Reproduce all of the rows below word for word, leaving out the pictures.

-- Begin Provided records --

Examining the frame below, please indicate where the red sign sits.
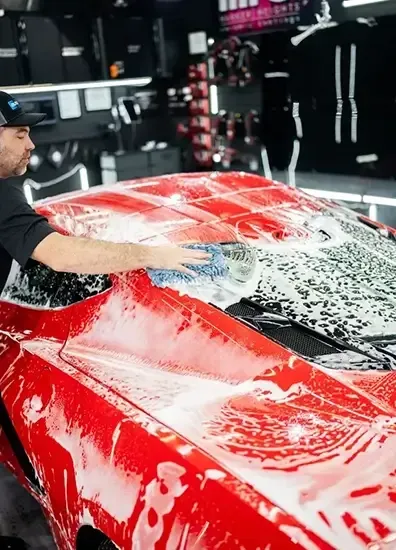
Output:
[218,0,309,34]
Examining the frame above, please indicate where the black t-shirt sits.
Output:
[0,180,55,292]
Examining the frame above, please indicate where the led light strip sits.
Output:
[300,187,396,207]
[1,77,153,95]
[342,0,388,8]
[363,195,396,206]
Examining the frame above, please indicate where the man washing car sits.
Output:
[0,92,210,550]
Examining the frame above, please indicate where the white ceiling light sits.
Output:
[342,0,388,8]
[369,204,378,222]
[363,195,396,206]
[301,192,362,202]
[2,77,152,95]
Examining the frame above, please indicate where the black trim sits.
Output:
[0,393,45,495]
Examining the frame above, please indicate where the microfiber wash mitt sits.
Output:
[147,244,228,288]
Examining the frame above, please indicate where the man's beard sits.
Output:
[0,145,27,178]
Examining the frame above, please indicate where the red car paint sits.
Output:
[0,173,396,550]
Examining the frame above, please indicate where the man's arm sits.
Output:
[32,233,210,275]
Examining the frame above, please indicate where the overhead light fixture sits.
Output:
[2,77,153,95]
[363,195,396,206]
[301,188,362,202]
[80,166,89,191]
[47,146,64,168]
[342,0,388,8]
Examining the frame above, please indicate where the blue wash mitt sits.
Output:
[147,244,228,288]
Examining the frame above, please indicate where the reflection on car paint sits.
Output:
[0,173,396,550]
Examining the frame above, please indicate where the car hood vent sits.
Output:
[225,298,394,371]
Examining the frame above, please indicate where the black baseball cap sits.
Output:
[0,92,47,128]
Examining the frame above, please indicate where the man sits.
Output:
[0,92,210,298]
[0,92,210,550]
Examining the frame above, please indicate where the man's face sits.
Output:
[0,126,34,178]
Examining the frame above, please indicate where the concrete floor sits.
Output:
[0,466,56,550]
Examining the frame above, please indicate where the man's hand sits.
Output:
[147,246,212,277]
[32,233,212,275]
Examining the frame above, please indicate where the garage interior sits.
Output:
[0,0,396,550]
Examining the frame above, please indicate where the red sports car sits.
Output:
[0,173,396,550]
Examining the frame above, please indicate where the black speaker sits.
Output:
[24,15,65,84]
[0,17,26,86]
[103,17,155,79]
[57,16,100,82]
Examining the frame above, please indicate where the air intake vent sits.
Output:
[226,300,341,359]
[225,298,396,371]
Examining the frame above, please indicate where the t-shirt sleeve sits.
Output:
[0,181,55,267]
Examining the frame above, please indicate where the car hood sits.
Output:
[41,175,396,550]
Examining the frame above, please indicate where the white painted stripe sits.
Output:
[288,139,300,187]
[349,44,358,143]
[335,46,342,143]
[261,147,272,180]
[293,103,303,139]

-- End Provided records --

→ Finished task:
Examining the frame below, please indicate where the red sign sits.
Output:
[218,0,309,34]
Examining the frame above, please indicate where the black t-shirt sits.
Output:
[0,180,55,292]
Examining the frame above, please indicate where the led light strip sits.
Output:
[300,187,396,207]
[1,77,153,95]
[342,0,388,8]
[363,195,396,206]
Examining the frame above, please indicate where the man washing car sits.
Output:
[0,92,210,550]
Examining the frame above, please indicate where the white ceiling light sits.
Output:
[342,0,388,8]
[369,204,378,222]
[363,195,396,206]
[301,192,362,202]
[2,77,152,95]
Examining the frame above, please indicate where the black trim sits.
Output:
[0,393,45,495]
Examining the frame above, please indicate where the microfiber wash mitt sits.
Output:
[147,244,228,288]
Examining the frame above, please indicate where the man's beard sits.
Output:
[0,145,27,178]
Examining the frame above, please indicate where the red car paint sits.
Output:
[0,173,396,550]
Examining the frame above, please indicate where the man's arm sits.
Output:
[32,233,210,275]
Examining the frame above, please indicate where the overhead light fixture sits.
Output:
[2,77,153,95]
[363,195,396,206]
[301,188,362,202]
[80,166,89,191]
[47,146,64,168]
[342,0,388,8]
Examining the frame above, please indicate where the blue wash mitt sits.
Output:
[147,244,228,288]
Examining the frame above, please indicate where the reflection on car paint sits.
Output:
[0,173,396,550]
Examining the frame above, please indicate where the car hood vent sits.
Output:
[225,298,394,371]
Examining the frame above, please indicate where the black baseball cap sits.
Output:
[0,92,47,128]
Examining the frame above, please indicate where the man sits.
Output:
[0,92,210,298]
[0,92,210,550]
Examining the frame above, please indicate where the man's face sits.
Output:
[0,126,34,178]
Examining the frame above, please indicate where the concrete floor sits.
Output:
[0,466,56,550]
Examining the frame above, please indicate where the man's hand sits.
Output:
[147,246,212,277]
[32,233,212,275]
Examining the frame above, please indicate where the garage interior sits.
Output:
[0,0,396,550]
Examining the frame above, please indicate where the red sports car sits.
Output:
[0,173,396,550]
Examining the frame above, please indicate where the black speaker sits.
Output:
[24,15,65,84]
[0,17,26,86]
[103,17,155,79]
[57,16,100,82]
Examining the frame above, please indicate where the air intake vent sits.
Output:
[226,300,341,359]
[225,298,396,371]
Examining the frame above, please indicate where the t-shirt sleeve sits.
Output:
[0,181,55,267]
Examining the frame above, please indicate where the car hood sits.
Output:
[41,175,396,550]
Examining the frame above, please indicate where the white painted stripe sits.
Output:
[288,139,300,187]
[349,44,358,143]
[335,46,342,143]
[261,147,272,180]
[293,103,303,139]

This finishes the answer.